SUPPLIED ENTRIES:
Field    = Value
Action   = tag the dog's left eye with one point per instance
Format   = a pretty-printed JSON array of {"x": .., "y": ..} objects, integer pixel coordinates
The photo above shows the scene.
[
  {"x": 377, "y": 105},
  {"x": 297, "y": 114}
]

ASSIGNMENT: Send back each record exactly, and include them all.

COMPLETED EXERCISE:
Field    = Value
Action   = tag the dog's left eye with one point per instance
Format   = a pretty-printed JSON array of {"x": .., "y": ..} objects, integer pixel coordinates
The photo above shows the scene.
[
  {"x": 377, "y": 105},
  {"x": 297, "y": 114}
]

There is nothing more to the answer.